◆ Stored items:
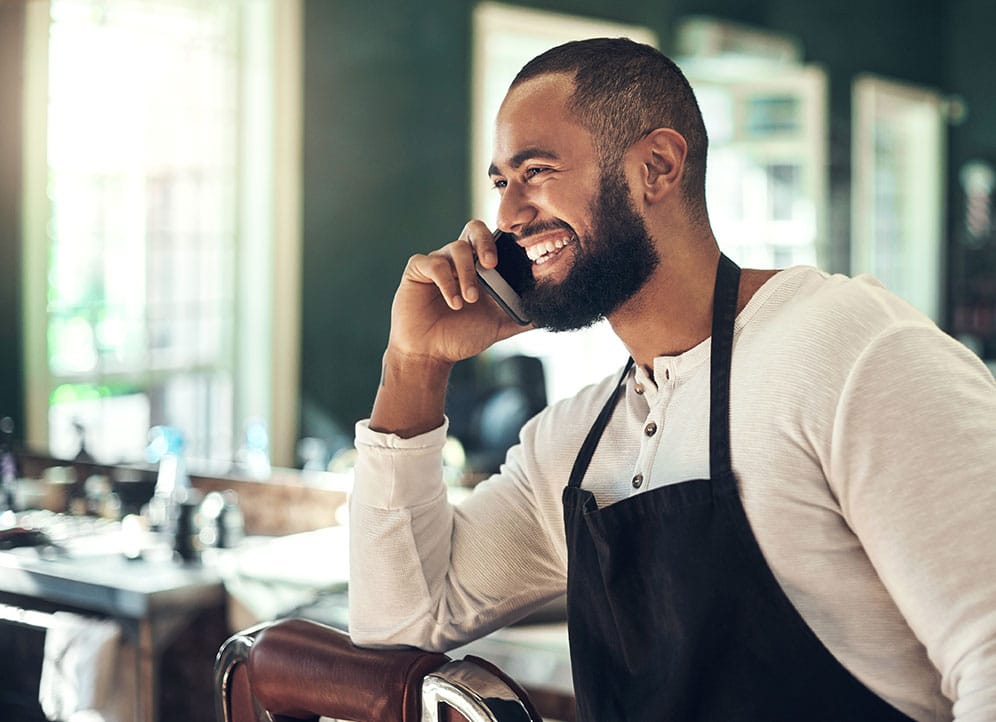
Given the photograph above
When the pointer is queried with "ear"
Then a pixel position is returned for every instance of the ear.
(661, 156)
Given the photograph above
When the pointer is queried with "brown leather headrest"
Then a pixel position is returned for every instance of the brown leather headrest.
(303, 669)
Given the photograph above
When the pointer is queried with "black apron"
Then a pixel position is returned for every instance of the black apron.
(673, 613)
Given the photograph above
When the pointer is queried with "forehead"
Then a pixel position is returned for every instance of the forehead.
(534, 114)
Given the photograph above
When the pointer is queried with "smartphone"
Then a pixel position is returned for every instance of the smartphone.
(506, 281)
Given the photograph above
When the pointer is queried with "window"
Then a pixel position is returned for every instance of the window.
(150, 222)
(897, 189)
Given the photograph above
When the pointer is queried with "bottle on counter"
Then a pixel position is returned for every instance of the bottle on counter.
(172, 482)
(8, 465)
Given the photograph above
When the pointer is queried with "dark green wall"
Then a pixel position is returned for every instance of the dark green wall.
(387, 135)
(11, 69)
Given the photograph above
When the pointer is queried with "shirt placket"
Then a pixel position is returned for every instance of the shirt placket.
(658, 394)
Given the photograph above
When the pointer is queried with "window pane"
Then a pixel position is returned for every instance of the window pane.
(142, 151)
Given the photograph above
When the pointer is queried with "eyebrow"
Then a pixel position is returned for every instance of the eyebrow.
(523, 155)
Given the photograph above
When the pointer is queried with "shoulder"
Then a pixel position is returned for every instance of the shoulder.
(826, 323)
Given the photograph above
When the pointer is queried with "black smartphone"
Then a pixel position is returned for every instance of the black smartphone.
(506, 281)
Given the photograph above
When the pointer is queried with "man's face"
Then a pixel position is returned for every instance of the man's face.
(610, 265)
(590, 248)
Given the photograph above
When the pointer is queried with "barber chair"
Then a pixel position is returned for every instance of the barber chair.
(295, 669)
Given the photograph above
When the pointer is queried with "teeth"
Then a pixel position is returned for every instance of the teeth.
(539, 252)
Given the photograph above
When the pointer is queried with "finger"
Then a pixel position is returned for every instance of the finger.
(437, 268)
(482, 240)
(462, 253)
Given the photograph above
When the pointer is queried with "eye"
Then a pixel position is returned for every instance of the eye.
(534, 171)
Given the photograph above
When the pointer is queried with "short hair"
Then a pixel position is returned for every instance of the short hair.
(623, 90)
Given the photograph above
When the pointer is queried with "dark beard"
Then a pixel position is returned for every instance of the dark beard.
(610, 266)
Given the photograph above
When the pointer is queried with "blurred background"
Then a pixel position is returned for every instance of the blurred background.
(205, 205)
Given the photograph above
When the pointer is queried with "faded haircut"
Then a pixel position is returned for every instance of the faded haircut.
(623, 90)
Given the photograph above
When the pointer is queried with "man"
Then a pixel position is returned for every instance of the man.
(782, 510)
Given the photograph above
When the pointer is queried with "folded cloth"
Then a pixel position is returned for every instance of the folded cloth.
(83, 676)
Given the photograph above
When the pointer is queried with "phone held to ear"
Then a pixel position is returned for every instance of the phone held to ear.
(506, 281)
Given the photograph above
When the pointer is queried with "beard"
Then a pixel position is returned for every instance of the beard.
(610, 265)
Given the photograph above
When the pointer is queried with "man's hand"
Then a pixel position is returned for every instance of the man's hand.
(438, 318)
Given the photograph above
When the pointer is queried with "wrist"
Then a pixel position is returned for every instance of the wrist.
(411, 399)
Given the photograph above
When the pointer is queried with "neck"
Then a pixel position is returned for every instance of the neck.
(672, 313)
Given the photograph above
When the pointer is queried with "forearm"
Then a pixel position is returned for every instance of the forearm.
(425, 573)
(411, 398)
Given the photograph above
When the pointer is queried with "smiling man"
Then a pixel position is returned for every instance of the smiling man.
(782, 508)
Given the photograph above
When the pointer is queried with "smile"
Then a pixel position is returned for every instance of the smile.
(544, 251)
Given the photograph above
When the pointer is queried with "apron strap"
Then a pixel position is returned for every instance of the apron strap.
(724, 313)
(725, 295)
(595, 432)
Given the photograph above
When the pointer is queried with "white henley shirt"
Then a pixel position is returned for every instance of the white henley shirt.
(864, 442)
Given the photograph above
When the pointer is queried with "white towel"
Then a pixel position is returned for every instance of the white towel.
(83, 676)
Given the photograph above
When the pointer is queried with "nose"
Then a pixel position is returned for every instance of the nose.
(514, 210)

◆ Exercise:
Collect every line of the items above that contains the word "teeth", and reproduce each one in full.

◆ Written solution:
When the pointer is queried with "teeth"
Then a pixel position is returned for every instance of the teeth.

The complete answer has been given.